• Your task: Turn every line of the listing below into a numbered list, skipping blank lines and leaving out the pictures.

Data records
· · · ·

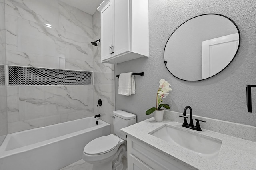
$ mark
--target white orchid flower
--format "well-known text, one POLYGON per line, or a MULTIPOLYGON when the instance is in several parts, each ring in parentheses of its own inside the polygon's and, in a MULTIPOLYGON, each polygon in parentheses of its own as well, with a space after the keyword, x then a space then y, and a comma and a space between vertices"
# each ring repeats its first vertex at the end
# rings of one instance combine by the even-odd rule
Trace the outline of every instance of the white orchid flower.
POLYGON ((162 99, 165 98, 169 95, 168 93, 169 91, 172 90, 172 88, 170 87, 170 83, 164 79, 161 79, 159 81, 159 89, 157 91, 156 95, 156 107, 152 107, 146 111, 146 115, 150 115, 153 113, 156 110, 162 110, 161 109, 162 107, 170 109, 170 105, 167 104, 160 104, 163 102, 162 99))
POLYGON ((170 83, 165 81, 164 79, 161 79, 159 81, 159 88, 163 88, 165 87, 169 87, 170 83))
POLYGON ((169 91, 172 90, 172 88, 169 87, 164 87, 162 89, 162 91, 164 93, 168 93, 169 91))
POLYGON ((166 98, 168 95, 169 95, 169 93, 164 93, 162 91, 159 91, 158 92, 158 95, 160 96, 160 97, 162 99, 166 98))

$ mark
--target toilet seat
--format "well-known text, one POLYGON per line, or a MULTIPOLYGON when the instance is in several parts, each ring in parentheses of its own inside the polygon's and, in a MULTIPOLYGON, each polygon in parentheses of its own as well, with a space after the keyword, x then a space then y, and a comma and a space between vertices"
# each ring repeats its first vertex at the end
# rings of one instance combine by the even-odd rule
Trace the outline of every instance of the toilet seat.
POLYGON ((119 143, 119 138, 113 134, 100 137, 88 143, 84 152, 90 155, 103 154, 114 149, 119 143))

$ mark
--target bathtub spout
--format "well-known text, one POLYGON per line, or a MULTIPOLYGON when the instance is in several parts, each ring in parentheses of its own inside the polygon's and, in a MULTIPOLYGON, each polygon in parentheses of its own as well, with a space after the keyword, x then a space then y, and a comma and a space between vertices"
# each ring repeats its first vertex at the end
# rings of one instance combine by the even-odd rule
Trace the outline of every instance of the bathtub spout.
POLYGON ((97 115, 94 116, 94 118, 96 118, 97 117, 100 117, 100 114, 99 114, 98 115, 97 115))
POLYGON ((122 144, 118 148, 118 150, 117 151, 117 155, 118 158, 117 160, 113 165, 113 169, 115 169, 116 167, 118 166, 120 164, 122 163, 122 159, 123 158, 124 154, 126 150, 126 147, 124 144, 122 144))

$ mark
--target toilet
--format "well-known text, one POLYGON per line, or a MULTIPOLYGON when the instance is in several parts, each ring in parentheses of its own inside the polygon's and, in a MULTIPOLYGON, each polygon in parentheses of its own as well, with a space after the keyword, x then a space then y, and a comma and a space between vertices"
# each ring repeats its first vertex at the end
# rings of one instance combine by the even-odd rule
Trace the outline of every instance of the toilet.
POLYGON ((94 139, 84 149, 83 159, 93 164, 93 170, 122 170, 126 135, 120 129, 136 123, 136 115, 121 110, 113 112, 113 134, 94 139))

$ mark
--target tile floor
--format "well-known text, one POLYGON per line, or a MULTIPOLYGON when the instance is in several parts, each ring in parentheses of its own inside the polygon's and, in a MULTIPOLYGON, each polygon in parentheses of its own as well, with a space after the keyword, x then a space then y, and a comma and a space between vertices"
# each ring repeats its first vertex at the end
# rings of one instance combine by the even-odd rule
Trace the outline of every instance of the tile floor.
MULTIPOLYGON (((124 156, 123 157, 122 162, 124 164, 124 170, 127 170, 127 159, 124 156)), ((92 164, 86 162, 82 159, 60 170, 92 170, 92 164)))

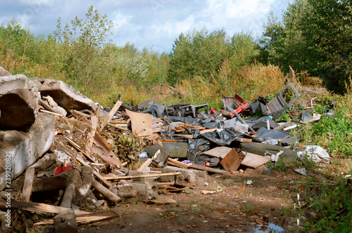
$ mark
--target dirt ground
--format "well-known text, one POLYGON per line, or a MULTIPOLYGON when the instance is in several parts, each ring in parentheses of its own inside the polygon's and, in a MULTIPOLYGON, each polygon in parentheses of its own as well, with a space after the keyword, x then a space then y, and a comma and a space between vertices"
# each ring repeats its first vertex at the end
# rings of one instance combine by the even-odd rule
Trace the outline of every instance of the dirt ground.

· · · ·

• Output of the exercise:
1. $ mark
2. --target white orchid flower
3. --format "well-known text, one POLYGON per line, or a MULTIPOLYGON when the instance is in several parts, each ring in parentheses of its own inside the polygon's and, in a MULTIPOLYGON, each polygon in parentheses of its own as well, with a space after the keyword, x then a space then y, and a comma and a space between vertices"
4. # each ring repeats its first vertex at the end
5. # rings of one instance combine by the even-odd rule
6. Trace the outline of every instance of the white orchid flower.
7. POLYGON ((162 99, 165 98, 169 95, 168 93, 169 91, 172 90, 172 88, 170 87, 170 83, 164 79, 161 79, 159 81, 159 89, 157 91, 156 95, 156 107, 152 107, 146 111, 146 115, 150 115, 153 113, 156 110, 162 110, 161 109, 162 107, 170 109, 170 105, 167 104, 160 104, 163 102, 162 99))
8. POLYGON ((170 83, 165 81, 164 79, 161 79, 159 81, 159 88, 163 88, 165 87, 169 87, 170 83))
9. POLYGON ((169 91, 172 90, 172 88, 169 87, 164 87, 162 89, 162 91, 164 93, 168 93, 169 91))
10. POLYGON ((166 98, 168 95, 169 95, 169 93, 164 93, 162 91, 159 91, 158 92, 158 95, 160 96, 160 97, 162 99, 166 98))
11. $ mark
12. --target toilet seat
13. --format "well-known text, one POLYGON per line, or a MULTIPOLYGON when the instance is in several parts, each ring in parentheses of its own inside the polygon's and, in a MULTIPOLYGON, each polygon in parentheses of its own as well, with a space after the keyword, x then a space then y, and a comma and a space between vertices"
14. # each ring repeats its first vertex at the end
15. # rings of one instance combine by the even-odd rule
16. Trace the outline of every instance of the toilet seat.
17. POLYGON ((119 143, 119 138, 113 134, 100 137, 88 143, 84 152, 90 155, 103 154, 114 149, 119 143))
18. $ mark
19. --target bathtub spout
20. --format "well-known text, one POLYGON per line, or a MULTIPOLYGON when the instance is in several parts, each ring in parentheses of its own inside the polygon's and, in a MULTIPOLYGON, each polygon in parentheses of its own as well, with a space after the keyword, x then a space then y, and a comma and a space between vertices"
21. # each ring repeats its first vertex at the end
22. # rings of one instance combine by the even-odd rule
23. Trace the outline of every instance of the bathtub spout.
24. POLYGON ((97 115, 94 116, 94 118, 96 118, 97 117, 100 117, 100 114, 99 114, 98 115, 97 115))
25. POLYGON ((122 144, 118 148, 118 150, 117 151, 117 155, 118 158, 117 160, 113 165, 113 169, 115 169, 116 167, 118 166, 120 164, 122 163, 122 159, 123 158, 124 154, 126 150, 126 147, 124 144, 122 144))
26. $ mark
27. --target toilet
28. --format "well-known text, one POLYGON per line, or a MULTIPOLYGON when the instance is in several parts, each ring in parentheses of its own inside the polygon's and, in a MULTIPOLYGON, each polygon in parentheses of its own as well, with a space after the keyword, x then a space then y, and a comma and a space between vertices"
29. # each ring repeats its first vertex at the end
30. # rings of one instance combine by the even-odd rule
31. Trace the outline of every instance of the toilet.
32. POLYGON ((94 139, 84 149, 83 159, 93 164, 93 170, 122 170, 126 135, 120 129, 136 123, 136 115, 121 110, 113 112, 113 134, 94 139))
33. $ mark
34. --target tile floor
35. --format "well-known text, one POLYGON per line, or a MULTIPOLYGON when the instance is in several parts, each ring in parentheses of its own inside the polygon's and, in a MULTIPOLYGON, each polygon in parentheses of its own as well, with a space after the keyword, x then a space then y, and a comma and a space between vertices"
36. # each ring repeats its first vertex at the end
37. # rings of one instance combine by the even-odd rule
38. Trace the outline of every instance of the tile floor.
39. MULTIPOLYGON (((124 156, 123 157, 122 162, 124 164, 124 170, 127 170, 127 159, 124 156)), ((92 164, 86 162, 82 159, 60 170, 92 170, 92 164)))
40. $ mark
41. --target dirt ground
42. --format "well-known text, one POLYGON per line, or a MULTIPOLYGON when the instance is in several parts, each ring in parentheses of its own inside the polygon's and, in a MULTIPOLYGON, each polygon in parentheses of its own as well, with a space after the keyword, x then a space then y, and a comma and a space between vertices"
43. # each ring repeats its first vertex at the end
44. # rings of one instance combine by the even-odd rule
45. Trace the outline of every instance of the dirt ground.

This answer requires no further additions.